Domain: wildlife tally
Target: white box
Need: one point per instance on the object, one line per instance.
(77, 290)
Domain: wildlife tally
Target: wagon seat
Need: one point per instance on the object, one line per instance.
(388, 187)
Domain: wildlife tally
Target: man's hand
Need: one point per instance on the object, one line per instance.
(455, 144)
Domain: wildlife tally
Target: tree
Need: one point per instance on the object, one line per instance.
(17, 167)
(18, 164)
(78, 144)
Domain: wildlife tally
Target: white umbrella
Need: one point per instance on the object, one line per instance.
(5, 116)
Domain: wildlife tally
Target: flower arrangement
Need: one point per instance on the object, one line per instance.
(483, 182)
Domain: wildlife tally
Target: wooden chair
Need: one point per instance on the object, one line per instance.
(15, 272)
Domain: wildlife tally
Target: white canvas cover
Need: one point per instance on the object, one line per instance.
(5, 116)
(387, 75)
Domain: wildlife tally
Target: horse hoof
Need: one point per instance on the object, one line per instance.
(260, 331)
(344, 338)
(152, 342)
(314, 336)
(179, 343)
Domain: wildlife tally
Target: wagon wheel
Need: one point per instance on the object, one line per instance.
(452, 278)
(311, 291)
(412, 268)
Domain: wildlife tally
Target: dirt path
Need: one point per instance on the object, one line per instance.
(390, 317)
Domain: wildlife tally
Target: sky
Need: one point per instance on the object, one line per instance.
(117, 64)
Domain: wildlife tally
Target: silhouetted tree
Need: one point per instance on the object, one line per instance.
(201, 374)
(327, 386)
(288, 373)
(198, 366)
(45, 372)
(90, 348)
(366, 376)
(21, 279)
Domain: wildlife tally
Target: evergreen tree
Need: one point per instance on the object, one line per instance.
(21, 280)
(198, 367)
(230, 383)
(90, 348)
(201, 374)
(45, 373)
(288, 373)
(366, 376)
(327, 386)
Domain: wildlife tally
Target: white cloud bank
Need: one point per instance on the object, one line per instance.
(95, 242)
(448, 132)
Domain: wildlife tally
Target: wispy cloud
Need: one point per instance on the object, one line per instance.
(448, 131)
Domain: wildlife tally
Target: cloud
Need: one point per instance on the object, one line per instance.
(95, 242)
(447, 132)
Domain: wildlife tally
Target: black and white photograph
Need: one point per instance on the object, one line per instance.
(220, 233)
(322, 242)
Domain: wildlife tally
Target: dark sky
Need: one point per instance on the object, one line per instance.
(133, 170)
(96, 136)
※ ※ ※
ACTIVITY ▸
Show each line of the material that includes the word "cloud".

YOUR SOLUTION ▸
Target: white cloud bank
Target: wispy cloud
Target: cloud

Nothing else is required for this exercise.